To be done:
- 1) In the passage on the royal lands below, list every location where the text says evidence for those lands can be found.
- 2) Answer these questions from the passage on the royal lands below:
(a) Whose death in 96 B.C. caused the lands to change hands?
(b) Between which two places have further areas been conjectured?
(c) Whose account of the division of these tracts is mentioned?
- 3) Please pick up the passage on the royal lands below at its last sentence and write what follows.

Source document:
------------------------------------------------------------

A second economic factor influencing the life of the country was constituted by the royal lands, which had passed into the hands of the Roman Senate on the death of Ptolemy Apion in 96 B.C. It has already been stated (pp. 110-11) that these lands were extensive and evidence can be adduced for their existence near Cyrene, on the Jebel to east and west of the city, near Ptolemais, and on the southern slopes of the plateau. Further areas have been conjectured between Teucheira and Bengazi. The extent of these tracts is shown by the size of the standard unit mentioned by Hyginus in his account of their division.

------------------------------------------------------------

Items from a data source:

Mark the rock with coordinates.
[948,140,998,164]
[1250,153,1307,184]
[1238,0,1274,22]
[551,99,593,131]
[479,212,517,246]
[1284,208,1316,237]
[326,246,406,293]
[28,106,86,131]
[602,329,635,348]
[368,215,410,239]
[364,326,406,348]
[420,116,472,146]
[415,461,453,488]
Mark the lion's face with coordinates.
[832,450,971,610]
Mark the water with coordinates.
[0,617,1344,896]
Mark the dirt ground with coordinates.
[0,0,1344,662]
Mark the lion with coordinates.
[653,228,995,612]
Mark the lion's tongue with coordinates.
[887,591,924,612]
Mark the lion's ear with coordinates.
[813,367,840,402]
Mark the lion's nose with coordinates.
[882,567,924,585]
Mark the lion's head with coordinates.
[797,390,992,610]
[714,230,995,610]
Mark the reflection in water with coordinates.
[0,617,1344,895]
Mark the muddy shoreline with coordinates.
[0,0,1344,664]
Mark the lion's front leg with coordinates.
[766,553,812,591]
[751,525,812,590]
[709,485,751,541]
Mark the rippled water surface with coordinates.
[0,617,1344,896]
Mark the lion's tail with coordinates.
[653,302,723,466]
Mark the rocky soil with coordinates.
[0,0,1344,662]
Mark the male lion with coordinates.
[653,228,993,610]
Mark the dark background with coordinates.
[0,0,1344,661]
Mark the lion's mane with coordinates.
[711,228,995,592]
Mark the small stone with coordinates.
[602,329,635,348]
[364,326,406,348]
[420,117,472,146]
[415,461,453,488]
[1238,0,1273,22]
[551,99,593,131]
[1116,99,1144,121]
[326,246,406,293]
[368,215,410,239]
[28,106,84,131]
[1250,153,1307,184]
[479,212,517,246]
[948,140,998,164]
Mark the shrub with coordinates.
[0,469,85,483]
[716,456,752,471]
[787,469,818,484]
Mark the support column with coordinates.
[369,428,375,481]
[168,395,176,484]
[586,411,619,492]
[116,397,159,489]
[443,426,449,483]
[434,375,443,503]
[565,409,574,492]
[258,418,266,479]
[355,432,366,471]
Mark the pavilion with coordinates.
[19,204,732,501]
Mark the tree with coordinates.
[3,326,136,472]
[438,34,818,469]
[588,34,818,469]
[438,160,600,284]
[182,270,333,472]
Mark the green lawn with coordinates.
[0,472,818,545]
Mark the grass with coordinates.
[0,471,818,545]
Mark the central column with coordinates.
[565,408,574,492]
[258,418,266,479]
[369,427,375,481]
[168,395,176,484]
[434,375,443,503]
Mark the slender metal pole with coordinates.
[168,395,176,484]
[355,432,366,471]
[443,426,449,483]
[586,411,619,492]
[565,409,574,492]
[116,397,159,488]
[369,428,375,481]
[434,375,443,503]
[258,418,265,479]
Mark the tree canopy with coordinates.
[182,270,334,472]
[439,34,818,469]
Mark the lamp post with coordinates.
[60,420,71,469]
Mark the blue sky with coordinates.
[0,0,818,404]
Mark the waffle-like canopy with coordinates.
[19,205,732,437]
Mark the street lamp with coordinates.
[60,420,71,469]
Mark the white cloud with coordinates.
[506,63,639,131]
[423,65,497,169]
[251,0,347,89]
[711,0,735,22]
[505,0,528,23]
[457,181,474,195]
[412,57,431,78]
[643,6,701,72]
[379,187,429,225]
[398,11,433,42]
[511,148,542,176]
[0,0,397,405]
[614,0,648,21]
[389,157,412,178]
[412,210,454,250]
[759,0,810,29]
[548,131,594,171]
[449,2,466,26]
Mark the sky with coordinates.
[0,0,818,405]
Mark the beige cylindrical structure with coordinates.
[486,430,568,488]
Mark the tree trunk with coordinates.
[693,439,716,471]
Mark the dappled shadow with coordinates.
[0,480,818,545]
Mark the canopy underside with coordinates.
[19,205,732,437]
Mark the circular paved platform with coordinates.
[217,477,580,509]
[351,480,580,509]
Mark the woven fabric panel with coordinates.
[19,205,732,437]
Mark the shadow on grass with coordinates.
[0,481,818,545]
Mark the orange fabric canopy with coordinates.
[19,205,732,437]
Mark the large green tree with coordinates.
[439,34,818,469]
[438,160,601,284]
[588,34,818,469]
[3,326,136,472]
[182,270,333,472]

------------------------------------------------------------

Answer list:
- 1)
- Near Cyrene
- On the Jebel to east and west of the city
- Near Ptolemais
- On the southern slopes of the plateau

- 2)
(a) Ptolemy Apion's
(b) Teucheira and Bengazi
(c) Hyginus's

- 3)
What in effect were the agri Apionis which thus became ager pttblicus? Tenney Frank, in a lengthy enquiry,[1117] endeavours to prove that the term ager publicus did not refer in the 1st century B.C. to all the lands of the provinces conquered by Rome, but meant the personal estates of the hellenistic monarchs in Asia and Sicily, and other tracts confiscated from rebellious cities or enemies (Sicily; the lands of Corinth and Carthage). In Asia, for example, they did not on this view include the βασιλικὴ γῆ, i.e. the crown lands, but only the personal domains of the Attalids. If Frank was right, can his doctrine be extended to Cyrenaica? We have seen that Euergetes II regarded the χώρα as entirely his, but this was almost certainly a purely political conception, and did not carry the meaning of personal ownership. But Cyrene differed from Asia and Sicily in one important aspect, namely, that here a transitional period intervened between the Roman assumption of control of the agri Apionis and the inclusion of the whole country in a province. In Asia and Sicily, by contrast, the separation of royal domains from crown land was possible because the Roman authority was imposed on these countries in their entirety by a single act. Had the Cyrenean lands outside the city-territories and the personal property of the kings not been annexed to one of these two categories when autonomy was granted to the towns, they would have remained “in the air”, without administrative control. This reality therefore obliges an interpretation not consistent with Frank’s view on other provinces. The arrival of silphium in the Roman treasury in 93 B.C.[1118] agrees with our own interpretation.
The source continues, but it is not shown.